Rescale the part of the listing below that runs from the line containing "Scan for soccer" through the end of the listing, both ends included. Reproduce every line in that stretch, multiplying each bounding-box coordinate in the answers by 1.95 and rounding to a whole number with halves rounded up, and leave all other text unchanged.

#### INFORMATION GIVEN
[Begin]
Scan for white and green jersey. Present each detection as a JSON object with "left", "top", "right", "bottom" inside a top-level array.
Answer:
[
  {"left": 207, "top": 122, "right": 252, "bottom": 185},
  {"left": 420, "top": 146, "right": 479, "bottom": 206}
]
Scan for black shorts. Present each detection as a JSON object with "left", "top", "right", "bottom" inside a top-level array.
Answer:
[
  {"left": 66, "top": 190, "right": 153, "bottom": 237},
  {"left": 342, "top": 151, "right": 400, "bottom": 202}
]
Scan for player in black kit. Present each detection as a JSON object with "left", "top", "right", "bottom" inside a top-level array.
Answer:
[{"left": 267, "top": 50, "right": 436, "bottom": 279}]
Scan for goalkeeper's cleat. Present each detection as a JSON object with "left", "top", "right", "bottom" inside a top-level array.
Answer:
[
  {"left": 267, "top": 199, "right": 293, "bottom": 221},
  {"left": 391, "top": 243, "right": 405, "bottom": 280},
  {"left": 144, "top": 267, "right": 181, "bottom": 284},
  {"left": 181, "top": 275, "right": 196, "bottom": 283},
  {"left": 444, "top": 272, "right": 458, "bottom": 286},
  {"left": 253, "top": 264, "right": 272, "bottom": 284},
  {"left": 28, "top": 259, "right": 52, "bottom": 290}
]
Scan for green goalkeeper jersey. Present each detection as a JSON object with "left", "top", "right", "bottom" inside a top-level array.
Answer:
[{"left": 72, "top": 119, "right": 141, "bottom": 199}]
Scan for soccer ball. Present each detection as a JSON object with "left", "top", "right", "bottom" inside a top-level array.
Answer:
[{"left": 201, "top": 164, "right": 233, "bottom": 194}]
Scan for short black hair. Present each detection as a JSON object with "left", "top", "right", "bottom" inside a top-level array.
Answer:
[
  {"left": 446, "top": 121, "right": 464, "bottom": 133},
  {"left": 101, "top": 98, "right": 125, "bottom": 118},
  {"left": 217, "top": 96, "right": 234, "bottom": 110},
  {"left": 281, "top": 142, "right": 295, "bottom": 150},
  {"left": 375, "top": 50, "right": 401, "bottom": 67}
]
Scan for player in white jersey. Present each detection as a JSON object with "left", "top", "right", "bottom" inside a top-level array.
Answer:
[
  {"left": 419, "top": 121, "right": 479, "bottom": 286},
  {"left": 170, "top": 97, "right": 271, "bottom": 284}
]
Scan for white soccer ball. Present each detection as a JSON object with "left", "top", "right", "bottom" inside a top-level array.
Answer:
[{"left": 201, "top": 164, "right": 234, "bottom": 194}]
[End]
#### THE OUTPUT
Scan for soccer ball. Present each detection as a JSON object with "left", "top", "right", "bottom" inside a top-level array.
Answer:
[{"left": 392, "top": 320, "right": 454, "bottom": 378}]
Scan for short black hair. Present each detection as a JSON object with "left", "top", "right", "bottom" inside a top-level array.
Answer:
[
  {"left": 870, "top": 236, "right": 905, "bottom": 259},
  {"left": 197, "top": 191, "right": 244, "bottom": 230},
  {"left": 423, "top": 187, "right": 456, "bottom": 215},
  {"left": 548, "top": 277, "right": 575, "bottom": 293},
  {"left": 731, "top": 98, "right": 782, "bottom": 131}
]
Scan for player in white jersey. Present each detection as a JSON object with "left", "top", "right", "bottom" inside a top-level array.
Answer:
[
  {"left": 817, "top": 236, "right": 934, "bottom": 558},
  {"left": 332, "top": 189, "right": 528, "bottom": 554}
]
Scan for white soccer ball. Present each detection as a JSON object with "left", "top", "right", "bottom" inside a top-level array.
Answer:
[{"left": 392, "top": 320, "right": 456, "bottom": 378}]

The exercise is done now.